Find each line in the material below that contains the string "photo" and copy those lines. Matches are case-sensitive.

--- START Source data ---

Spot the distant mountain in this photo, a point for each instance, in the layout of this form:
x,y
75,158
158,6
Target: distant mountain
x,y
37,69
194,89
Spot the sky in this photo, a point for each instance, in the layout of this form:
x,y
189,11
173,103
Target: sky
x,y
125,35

--- END Source data ---
--- START Source data ---

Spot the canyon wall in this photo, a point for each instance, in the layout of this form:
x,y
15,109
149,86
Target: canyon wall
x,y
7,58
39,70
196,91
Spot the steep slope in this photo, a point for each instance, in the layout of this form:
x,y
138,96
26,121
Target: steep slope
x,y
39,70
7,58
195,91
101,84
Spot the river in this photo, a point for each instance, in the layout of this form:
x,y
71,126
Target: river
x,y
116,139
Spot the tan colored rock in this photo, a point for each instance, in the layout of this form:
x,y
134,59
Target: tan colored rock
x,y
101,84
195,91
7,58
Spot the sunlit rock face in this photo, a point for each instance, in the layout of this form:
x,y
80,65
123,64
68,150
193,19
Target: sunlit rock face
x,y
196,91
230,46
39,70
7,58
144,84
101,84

--- END Source data ---

**Written answer**
Spot the distant mountain in this photo, a point for each instance, in the layout of this form:
Spot the sky in this photo, a point for each instance, in the layout of this form:
Spot the canyon wall in this photo, a point for each instance, in the layout of this form:
Spot the steep slope in this photo, a point for each instance, in the layout of this form:
Spot the river in this photo, a point for each instance, in the layout of this form:
Spot the tan colored rock in this photo, a point for each instance, in the layout of this form:
Spot the sunlit rock face in this photo, a point for each instance, in the layout of this form:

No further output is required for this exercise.